DATA ▸
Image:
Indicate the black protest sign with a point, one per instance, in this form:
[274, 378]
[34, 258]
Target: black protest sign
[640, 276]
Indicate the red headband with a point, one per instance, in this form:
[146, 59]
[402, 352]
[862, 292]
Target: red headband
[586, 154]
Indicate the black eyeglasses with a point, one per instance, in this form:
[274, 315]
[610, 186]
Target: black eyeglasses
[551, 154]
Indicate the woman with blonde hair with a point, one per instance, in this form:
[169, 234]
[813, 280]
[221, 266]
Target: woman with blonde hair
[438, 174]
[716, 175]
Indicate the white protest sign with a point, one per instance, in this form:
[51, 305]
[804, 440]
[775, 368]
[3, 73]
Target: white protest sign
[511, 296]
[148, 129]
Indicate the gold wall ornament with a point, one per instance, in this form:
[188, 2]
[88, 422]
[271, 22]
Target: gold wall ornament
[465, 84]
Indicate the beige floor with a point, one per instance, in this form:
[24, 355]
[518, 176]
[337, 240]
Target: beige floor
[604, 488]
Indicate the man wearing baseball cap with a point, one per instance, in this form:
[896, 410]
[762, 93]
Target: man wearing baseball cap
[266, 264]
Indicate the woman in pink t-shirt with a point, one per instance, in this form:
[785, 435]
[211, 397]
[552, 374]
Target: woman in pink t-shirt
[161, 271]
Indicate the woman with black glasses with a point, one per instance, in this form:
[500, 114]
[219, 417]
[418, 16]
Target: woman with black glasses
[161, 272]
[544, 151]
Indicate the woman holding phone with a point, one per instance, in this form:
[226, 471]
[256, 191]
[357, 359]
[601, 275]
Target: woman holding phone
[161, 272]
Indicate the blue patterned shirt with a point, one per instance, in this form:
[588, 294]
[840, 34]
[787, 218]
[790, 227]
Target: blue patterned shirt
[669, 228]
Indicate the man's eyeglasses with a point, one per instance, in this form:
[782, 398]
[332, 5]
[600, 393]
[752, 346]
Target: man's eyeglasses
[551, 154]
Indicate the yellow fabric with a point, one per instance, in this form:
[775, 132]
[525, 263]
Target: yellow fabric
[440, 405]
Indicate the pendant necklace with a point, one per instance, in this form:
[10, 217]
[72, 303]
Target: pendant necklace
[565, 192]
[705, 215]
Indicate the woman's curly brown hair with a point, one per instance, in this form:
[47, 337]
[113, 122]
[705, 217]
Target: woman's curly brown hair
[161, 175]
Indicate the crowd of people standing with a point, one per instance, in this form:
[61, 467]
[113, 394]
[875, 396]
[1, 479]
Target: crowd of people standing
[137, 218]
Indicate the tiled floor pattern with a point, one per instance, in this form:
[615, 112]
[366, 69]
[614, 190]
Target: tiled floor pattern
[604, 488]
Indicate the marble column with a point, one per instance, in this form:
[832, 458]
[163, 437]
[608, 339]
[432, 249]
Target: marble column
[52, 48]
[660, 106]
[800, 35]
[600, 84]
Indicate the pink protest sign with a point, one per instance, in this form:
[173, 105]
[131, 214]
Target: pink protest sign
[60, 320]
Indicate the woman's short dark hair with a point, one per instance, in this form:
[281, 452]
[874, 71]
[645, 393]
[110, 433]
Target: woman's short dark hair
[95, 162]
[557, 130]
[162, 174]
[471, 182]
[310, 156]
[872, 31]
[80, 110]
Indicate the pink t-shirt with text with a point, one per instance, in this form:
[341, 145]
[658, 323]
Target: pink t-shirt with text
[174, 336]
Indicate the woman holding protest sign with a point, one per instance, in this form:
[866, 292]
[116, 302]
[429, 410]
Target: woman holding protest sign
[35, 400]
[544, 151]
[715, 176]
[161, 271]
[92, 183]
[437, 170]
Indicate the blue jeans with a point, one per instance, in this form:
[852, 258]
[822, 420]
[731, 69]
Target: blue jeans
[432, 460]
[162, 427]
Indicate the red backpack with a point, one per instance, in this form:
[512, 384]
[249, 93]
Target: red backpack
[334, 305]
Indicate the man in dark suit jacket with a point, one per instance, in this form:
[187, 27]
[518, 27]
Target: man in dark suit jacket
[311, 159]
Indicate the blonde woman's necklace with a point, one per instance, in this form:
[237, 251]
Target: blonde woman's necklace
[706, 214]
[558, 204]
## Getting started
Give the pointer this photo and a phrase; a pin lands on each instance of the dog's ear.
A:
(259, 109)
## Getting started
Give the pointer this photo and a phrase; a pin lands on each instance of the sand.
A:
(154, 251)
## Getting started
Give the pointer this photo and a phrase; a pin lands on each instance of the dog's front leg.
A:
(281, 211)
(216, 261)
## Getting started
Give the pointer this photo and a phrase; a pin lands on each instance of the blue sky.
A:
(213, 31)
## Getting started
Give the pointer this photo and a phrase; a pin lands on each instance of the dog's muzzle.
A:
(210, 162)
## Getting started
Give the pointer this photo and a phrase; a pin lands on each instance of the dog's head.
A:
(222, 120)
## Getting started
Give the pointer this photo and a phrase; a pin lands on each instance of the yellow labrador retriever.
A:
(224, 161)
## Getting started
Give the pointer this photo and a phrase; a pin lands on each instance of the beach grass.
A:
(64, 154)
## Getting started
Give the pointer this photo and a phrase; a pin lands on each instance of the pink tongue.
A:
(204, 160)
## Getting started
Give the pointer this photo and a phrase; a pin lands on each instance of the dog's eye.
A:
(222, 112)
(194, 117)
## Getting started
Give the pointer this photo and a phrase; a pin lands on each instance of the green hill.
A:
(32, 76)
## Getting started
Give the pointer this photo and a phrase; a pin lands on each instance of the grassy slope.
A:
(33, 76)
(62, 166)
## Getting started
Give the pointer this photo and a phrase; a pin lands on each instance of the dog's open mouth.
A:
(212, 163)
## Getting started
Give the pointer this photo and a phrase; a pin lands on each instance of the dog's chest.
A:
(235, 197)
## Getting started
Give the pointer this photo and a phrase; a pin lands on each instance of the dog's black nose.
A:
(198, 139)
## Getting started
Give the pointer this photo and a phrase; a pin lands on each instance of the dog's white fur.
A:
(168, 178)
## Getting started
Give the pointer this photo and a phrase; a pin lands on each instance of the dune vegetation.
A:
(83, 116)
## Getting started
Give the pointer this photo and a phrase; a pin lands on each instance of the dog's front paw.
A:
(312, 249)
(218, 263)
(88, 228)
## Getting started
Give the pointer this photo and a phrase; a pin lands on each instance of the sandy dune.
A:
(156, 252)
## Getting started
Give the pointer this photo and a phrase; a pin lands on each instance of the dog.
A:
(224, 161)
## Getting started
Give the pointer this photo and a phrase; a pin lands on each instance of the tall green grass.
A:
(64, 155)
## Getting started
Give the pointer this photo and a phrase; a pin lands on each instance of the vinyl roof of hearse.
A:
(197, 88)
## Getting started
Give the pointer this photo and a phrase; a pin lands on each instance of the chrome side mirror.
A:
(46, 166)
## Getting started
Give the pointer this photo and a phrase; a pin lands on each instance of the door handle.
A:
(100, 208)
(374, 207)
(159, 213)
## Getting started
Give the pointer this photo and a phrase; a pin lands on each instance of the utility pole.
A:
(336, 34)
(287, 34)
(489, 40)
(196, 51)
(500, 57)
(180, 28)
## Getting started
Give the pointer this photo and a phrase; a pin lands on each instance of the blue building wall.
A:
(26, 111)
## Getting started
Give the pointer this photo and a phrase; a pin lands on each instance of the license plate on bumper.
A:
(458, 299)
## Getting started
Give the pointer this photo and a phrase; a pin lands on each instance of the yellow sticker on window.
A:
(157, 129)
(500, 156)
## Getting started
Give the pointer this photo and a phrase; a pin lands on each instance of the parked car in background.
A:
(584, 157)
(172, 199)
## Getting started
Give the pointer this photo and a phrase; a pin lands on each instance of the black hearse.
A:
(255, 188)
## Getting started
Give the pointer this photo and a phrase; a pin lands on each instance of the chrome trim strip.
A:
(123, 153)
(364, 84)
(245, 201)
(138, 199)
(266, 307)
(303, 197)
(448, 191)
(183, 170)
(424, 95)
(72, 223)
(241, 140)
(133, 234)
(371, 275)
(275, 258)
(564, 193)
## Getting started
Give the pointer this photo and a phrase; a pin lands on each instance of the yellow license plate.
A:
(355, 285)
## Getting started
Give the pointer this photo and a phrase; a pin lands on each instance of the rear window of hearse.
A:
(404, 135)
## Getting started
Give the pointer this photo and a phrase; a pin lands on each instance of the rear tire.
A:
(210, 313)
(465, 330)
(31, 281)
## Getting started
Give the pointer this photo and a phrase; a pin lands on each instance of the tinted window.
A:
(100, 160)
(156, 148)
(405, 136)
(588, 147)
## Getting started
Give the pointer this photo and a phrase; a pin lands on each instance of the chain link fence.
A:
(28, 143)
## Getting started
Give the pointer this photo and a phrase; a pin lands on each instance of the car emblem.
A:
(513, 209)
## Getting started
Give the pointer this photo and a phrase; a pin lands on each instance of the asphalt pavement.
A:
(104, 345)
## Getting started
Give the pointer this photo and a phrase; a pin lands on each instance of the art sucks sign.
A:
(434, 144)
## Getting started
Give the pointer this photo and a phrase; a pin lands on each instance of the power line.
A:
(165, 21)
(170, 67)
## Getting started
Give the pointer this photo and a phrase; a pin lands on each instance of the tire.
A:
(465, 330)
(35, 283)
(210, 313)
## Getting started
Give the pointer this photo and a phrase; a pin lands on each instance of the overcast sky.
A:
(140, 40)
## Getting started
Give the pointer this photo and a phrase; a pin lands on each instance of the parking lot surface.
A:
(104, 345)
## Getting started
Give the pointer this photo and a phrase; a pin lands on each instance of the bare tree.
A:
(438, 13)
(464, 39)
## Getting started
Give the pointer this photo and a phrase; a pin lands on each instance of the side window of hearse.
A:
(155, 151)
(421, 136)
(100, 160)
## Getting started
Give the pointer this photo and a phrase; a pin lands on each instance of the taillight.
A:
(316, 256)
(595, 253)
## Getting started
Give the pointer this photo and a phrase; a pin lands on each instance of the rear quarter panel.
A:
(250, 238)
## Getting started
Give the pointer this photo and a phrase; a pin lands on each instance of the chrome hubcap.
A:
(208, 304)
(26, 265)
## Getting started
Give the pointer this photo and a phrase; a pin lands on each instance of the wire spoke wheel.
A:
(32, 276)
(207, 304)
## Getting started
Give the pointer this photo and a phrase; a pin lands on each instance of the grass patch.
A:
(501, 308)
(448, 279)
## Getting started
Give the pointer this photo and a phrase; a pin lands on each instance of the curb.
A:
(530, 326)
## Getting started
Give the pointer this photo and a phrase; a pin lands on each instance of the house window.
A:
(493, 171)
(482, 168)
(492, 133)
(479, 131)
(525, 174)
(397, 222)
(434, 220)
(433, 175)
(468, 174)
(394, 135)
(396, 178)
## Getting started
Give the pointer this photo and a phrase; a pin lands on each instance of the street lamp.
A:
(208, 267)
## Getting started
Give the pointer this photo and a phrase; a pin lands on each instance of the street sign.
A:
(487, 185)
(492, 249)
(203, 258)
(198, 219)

TASK DESCRIPTION ▸
Whenever a line in the listing above includes the word "plate", return that line.

SOLUTION TO THIS EXERCISE ▸
Give the pointer this photo and a phrase; a pin lands on each instance of the license plate on bumper.
Give the pointer this photo and a phrase; a pin lands on each instance of the yellow license plate.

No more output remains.